→ **Records from a data collection**:
────

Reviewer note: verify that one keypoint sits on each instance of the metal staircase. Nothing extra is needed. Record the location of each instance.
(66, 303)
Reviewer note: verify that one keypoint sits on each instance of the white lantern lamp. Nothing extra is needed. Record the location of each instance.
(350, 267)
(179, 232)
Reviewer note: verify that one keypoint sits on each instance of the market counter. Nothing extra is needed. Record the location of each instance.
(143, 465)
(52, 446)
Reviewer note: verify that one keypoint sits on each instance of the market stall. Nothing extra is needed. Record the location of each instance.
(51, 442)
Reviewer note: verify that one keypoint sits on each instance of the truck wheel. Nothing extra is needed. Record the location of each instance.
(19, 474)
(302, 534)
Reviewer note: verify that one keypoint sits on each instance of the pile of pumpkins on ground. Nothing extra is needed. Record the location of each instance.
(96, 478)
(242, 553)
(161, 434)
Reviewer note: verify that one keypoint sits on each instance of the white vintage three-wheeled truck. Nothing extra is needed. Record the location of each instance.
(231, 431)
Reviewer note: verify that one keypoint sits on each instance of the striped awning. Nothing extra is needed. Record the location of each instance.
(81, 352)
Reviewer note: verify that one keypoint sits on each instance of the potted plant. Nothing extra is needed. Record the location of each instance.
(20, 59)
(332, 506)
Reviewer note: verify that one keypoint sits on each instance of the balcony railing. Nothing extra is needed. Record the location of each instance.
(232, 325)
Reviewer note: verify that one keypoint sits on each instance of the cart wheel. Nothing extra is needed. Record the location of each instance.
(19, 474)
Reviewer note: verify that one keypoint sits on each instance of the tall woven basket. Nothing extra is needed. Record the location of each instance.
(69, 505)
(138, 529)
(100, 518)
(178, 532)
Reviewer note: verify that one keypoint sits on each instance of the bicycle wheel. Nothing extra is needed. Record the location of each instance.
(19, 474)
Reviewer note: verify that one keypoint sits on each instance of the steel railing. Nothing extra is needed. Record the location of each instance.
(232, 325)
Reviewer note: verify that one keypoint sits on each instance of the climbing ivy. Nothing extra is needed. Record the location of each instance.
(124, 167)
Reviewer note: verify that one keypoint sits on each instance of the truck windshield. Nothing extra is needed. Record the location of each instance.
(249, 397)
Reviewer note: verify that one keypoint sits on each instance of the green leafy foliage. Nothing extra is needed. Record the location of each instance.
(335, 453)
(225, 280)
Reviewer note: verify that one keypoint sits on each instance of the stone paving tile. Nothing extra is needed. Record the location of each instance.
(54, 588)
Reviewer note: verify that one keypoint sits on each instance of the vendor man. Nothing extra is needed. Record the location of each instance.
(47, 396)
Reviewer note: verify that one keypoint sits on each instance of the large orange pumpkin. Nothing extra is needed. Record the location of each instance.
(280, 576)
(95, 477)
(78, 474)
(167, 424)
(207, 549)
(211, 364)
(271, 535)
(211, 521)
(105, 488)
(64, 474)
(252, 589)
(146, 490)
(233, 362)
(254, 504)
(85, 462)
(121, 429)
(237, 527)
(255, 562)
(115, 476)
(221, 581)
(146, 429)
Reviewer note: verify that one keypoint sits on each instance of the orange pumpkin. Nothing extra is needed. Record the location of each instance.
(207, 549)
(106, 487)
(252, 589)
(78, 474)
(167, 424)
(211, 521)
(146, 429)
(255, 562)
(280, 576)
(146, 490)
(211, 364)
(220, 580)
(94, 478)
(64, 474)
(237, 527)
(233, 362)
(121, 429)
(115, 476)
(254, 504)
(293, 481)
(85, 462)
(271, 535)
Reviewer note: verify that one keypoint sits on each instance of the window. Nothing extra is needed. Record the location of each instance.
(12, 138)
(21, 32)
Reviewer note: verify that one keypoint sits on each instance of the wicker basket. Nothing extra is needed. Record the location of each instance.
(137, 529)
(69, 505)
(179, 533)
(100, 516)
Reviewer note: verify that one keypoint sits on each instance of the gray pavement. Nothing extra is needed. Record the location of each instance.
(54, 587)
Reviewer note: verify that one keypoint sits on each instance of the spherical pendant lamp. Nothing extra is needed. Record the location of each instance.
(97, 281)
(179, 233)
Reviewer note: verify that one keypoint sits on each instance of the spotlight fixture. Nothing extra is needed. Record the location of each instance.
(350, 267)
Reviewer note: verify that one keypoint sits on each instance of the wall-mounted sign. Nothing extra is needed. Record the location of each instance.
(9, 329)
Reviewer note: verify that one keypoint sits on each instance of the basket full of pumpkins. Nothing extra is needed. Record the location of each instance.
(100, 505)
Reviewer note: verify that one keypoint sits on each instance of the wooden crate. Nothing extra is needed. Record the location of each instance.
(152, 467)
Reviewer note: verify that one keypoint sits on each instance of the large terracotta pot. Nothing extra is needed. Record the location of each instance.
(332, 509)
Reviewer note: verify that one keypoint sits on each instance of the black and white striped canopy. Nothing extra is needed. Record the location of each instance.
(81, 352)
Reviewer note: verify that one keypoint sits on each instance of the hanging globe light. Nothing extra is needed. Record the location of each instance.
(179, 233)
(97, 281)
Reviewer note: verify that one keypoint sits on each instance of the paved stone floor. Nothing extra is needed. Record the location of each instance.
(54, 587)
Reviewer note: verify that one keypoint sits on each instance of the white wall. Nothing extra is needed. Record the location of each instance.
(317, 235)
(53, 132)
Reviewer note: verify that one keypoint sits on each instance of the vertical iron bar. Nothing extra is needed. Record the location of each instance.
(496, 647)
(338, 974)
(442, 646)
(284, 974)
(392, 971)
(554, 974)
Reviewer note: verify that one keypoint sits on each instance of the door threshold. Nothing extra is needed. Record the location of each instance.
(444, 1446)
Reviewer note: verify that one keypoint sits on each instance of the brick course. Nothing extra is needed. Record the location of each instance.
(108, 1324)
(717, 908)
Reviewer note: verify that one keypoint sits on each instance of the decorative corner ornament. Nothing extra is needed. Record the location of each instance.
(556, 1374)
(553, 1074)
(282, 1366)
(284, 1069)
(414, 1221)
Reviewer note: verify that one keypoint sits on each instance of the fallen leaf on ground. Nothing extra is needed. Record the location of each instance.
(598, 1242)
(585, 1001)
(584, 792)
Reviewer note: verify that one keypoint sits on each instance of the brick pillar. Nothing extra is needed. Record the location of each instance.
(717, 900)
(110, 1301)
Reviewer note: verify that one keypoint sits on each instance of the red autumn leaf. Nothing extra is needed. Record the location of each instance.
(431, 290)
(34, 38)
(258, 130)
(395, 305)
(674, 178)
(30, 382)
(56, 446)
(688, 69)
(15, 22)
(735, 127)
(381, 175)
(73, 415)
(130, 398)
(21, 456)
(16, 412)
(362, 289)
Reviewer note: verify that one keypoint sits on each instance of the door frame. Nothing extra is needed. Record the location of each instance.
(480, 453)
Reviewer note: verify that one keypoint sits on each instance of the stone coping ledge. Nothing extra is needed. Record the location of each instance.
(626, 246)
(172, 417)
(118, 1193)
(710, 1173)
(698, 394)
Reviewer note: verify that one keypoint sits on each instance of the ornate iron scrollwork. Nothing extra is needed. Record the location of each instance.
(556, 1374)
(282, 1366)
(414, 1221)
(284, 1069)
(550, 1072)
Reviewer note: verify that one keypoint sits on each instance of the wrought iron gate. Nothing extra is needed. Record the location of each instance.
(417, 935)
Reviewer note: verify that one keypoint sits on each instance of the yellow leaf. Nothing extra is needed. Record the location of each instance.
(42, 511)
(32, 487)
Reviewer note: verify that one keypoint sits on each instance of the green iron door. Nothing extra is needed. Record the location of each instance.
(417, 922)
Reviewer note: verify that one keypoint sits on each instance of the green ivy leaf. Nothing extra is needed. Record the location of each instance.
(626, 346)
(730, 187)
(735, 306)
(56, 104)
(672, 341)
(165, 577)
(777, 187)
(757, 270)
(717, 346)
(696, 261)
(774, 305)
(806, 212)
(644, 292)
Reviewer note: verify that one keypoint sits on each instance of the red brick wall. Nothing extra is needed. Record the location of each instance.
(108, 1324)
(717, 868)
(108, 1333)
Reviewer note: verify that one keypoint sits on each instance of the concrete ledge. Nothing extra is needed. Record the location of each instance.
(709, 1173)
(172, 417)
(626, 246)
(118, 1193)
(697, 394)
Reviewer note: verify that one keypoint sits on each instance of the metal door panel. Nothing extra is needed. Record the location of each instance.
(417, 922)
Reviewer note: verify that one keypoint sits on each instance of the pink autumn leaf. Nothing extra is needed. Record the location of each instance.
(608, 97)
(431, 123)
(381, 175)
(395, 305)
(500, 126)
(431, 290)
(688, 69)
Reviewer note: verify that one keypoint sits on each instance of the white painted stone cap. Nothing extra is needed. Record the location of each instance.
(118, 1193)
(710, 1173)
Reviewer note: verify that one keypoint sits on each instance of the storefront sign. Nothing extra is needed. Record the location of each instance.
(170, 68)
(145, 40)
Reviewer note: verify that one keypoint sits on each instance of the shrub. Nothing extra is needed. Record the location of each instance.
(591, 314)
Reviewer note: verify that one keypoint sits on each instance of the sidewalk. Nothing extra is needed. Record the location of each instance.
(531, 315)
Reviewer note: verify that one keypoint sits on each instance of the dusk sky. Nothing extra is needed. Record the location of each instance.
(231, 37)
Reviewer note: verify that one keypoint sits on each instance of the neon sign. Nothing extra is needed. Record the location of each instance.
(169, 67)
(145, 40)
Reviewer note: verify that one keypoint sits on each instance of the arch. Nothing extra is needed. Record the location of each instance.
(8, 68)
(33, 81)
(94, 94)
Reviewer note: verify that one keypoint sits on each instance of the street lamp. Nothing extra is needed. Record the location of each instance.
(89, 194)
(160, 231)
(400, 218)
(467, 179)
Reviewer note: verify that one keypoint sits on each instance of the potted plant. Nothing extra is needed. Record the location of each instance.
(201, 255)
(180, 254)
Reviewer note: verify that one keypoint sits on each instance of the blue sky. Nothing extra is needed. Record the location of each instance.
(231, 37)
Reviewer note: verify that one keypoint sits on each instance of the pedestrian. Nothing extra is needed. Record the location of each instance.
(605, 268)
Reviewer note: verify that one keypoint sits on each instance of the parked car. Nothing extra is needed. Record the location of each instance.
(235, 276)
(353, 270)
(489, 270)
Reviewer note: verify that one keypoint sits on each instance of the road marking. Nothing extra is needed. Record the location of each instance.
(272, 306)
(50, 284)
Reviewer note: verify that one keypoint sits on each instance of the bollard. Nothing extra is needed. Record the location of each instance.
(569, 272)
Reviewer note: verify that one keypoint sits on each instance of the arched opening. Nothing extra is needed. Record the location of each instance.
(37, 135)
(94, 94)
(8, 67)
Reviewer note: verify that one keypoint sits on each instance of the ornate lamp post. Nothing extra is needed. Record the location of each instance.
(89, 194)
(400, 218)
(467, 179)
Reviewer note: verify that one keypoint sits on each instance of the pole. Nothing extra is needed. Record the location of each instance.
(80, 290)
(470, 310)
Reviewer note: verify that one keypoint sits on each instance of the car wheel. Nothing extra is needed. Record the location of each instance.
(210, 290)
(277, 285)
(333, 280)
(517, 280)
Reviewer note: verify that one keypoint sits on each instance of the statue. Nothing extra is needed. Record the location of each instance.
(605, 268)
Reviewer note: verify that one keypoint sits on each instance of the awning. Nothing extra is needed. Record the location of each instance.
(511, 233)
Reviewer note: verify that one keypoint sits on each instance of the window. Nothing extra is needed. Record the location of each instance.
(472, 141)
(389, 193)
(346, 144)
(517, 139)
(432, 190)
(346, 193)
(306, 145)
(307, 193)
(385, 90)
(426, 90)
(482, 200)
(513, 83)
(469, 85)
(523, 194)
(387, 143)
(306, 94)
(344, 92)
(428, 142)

────

→ **Short problem**:
Update the data starting at the line that contains "of the basket" and ending at the line that contains "(444, 1446)", changing "Record the location" to "Note the position" and leaving everything else unchanged. Give back only those lines.

→ **Reply to the exercise**:
Reviewer note: verify that one keypoint sits on each instance of the basket full of pumpkins. Nothing extra is needed. Note the position of each instance.
(100, 505)
Reviewer note: verify that one keypoint sits on each instance of the wooden crate. Nothing extra is needed. Note the position of each instance.
(152, 467)
Reviewer note: verify that one keypoint sits on each instance of the large terracotta pot. Nothing extra is needed. Note the position of each instance.
(332, 509)
Reviewer note: verify that one keypoint sits on each instance of the black and white striped canopy. Nothing extra is needed. Note the position of each instance.
(81, 352)
Reviewer note: verify that one keypoint sits on each instance of the hanging globe light. Nothing extra is needed. Note the position of each instance.
(179, 233)
(97, 281)
Reviewer note: verify that one keypoint sits on each instance of the paved stone floor. Nothing extra is needed. Note the position of each instance.
(54, 587)
Reviewer note: verify that one keypoint sits on each instance of the white wall. Nothing extra is needed. Note the position of each instance.
(317, 235)
(53, 132)
Reviewer note: verify that one keypoint sits on each instance of the vertical iron bar. Nothing extra is needed. Note the position of each instance.
(496, 647)
(338, 974)
(442, 646)
(284, 974)
(392, 971)
(554, 974)
Reviewer note: verify that one keypoint sits on each instance of the door threshold. Nothing extra is needed. Note the position of each instance.
(444, 1446)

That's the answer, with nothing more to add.